REQUIRED WORK | Extend the text on multiplexing Parquet sinks in Polars, picking up right after its final line.

TEXT SHOWN |
==*==

Multiplexing Parquet sinks
The team now needs two extracts from the same cleaned query: one for digital checkouts and one for physical. Build both writes lazily so Polars can plan the shared scan once, then run them together in one pass.
clean_checkouts is preloaded, along with DIGITAL_EXPORT_PATH and PHYSICAL_EXPORT_PATH.
This exercise is part of the course
Scaling and Optimizing Data Pipelines with Polars
Exercise instructions
- Build both sinks lazily so they don't execute immediately.
- Run both sinks together on the streaming engine.
Hands-on interactive exercise
Have a go at this exercise by completing this sample code.
# Lazy sink for digital
digital_sink = (
clean_checkouts
.filter(pl.col("use") == "Digital")
.sink_parquet(DIGITAL_EXPORT_PATH, lazy=____)

==*==

Records held in a dataset
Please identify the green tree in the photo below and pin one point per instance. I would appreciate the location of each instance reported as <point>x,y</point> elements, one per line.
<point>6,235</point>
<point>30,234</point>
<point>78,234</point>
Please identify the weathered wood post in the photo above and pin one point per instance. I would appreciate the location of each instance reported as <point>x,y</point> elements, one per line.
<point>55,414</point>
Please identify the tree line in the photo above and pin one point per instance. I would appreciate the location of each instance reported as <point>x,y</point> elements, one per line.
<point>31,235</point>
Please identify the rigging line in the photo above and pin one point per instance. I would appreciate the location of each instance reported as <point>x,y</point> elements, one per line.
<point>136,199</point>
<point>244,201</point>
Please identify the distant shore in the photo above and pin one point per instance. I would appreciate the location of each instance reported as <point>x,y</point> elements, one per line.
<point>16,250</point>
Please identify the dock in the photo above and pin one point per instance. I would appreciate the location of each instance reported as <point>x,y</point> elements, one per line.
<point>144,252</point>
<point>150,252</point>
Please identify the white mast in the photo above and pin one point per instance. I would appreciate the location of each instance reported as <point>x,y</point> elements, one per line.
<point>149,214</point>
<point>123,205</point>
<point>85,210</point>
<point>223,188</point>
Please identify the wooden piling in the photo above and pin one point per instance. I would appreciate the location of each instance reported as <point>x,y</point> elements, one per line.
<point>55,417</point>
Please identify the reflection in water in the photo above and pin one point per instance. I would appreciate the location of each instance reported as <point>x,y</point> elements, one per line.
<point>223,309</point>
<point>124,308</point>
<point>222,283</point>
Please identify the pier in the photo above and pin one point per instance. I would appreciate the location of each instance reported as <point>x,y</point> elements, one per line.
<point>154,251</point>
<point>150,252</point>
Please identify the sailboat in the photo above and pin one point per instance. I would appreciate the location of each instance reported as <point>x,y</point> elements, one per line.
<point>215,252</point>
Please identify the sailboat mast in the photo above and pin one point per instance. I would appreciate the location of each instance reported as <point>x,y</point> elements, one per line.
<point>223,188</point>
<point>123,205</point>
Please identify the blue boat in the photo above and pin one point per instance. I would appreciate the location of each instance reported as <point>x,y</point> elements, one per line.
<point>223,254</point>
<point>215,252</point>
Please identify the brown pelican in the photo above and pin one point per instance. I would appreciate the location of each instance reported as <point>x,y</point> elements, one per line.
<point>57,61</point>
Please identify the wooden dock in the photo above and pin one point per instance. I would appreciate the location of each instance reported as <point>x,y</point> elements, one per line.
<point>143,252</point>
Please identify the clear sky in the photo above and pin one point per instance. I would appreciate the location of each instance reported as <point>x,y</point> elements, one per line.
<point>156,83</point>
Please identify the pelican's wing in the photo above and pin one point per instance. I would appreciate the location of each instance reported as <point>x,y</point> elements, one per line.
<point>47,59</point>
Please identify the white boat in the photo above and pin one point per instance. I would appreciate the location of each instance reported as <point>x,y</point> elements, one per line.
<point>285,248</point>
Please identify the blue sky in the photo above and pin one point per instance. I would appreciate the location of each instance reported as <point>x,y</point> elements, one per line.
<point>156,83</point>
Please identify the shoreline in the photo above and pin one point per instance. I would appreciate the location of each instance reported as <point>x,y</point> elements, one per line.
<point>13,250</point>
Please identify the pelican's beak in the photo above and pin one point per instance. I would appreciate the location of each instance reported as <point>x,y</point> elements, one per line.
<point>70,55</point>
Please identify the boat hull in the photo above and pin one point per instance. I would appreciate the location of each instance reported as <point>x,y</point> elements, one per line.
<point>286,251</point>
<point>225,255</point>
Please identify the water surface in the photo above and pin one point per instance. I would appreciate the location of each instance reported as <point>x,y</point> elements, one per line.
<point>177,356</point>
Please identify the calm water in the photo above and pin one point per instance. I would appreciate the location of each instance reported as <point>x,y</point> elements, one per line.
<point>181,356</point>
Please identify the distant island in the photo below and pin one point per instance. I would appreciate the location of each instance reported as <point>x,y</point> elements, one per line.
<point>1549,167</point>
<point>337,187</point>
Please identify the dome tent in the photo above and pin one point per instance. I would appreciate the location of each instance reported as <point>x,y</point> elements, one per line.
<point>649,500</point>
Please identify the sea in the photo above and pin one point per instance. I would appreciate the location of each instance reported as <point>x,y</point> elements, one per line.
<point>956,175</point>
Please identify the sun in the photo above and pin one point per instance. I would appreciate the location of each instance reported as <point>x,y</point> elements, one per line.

==*==

OUTPUT |
)
# Lazy sink for physical
physical_sink = (
clean_checkouts
.filter(pl.col("use") == "Physical")
.sink_parquet(PHYSICAL_EXPORT_PATH, lazy=____)
)
# Run both sinks together
pl.____([digital_sink, physical_sink], engine="streaming")
# Check the row counts of each extract
result = pl.DataFrame(
{
"extract": ["digital", "physical"],
"rows": [
pl.scan_parquet(DIGITAL_EXPORT_PATH).select(pl.len()).collect().item(),
pl.scan_parquet(PHYSICAL_EXPORT_PATH).select(pl.len()).collect().item(),
],
}
)
print(result)